◆ Your task ◆
Rewrite every line of the records below as a JSON list of strings, with one string per line and any blank lines omitted.

◆ Records for this exercise ◆
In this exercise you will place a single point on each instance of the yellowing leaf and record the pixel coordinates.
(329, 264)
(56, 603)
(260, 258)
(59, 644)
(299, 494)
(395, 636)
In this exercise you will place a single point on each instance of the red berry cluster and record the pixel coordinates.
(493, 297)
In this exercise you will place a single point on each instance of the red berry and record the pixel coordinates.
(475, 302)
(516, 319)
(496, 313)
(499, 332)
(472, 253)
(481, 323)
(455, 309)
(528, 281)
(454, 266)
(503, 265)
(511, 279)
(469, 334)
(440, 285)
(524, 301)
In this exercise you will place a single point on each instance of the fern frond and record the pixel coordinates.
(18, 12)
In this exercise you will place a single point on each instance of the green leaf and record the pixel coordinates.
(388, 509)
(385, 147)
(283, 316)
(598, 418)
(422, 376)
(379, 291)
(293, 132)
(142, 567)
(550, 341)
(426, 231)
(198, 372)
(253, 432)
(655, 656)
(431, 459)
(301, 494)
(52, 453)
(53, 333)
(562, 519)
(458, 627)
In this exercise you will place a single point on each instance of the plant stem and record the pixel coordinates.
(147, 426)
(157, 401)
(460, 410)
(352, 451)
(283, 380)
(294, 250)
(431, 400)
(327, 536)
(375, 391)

◆ Complete response ◆
[
  "In this exercise you will place a single point on each instance of the yellowing leaf and record the pixel coordinates.",
  "(329, 264)",
  "(56, 603)",
  "(260, 258)",
  "(59, 644)",
  "(299, 494)",
  "(395, 636)",
  "In this exercise you will place a single point on each instance of the red berry cluster and record the pixel coordinates.",
  "(493, 297)",
  "In this exercise you will place a single point on each instance of the red berry and record the pixel coordinates.",
  "(475, 302)",
  "(516, 319)",
  "(496, 313)",
  "(499, 332)",
  "(472, 253)",
  "(481, 323)",
  "(455, 309)",
  "(528, 281)",
  "(454, 266)",
  "(503, 265)",
  "(511, 279)",
  "(469, 334)",
  "(440, 285)",
  "(524, 301)",
  "In this exercise you will place a single point on each instance of the fern frond and record the pixel coordinates.",
  "(18, 12)",
  "In this exercise you will place a single point on each instance of the green leaf and record the pixel coordinates.",
  "(388, 509)",
  "(385, 147)",
  "(283, 316)",
  "(598, 418)",
  "(422, 376)",
  "(379, 291)",
  "(293, 132)",
  "(142, 567)",
  "(550, 341)",
  "(426, 231)",
  "(198, 372)",
  "(253, 432)",
  "(655, 656)",
  "(431, 459)",
  "(301, 494)",
  "(52, 453)",
  "(53, 333)",
  "(562, 519)",
  "(458, 627)",
  "In this exercise you will place a single point on each instance of the plant stem and record the pixel coordinates.",
  "(147, 426)",
  "(157, 401)",
  "(460, 410)",
  "(352, 451)",
  "(283, 380)",
  "(294, 250)",
  "(431, 400)",
  "(327, 536)",
  "(375, 391)"
]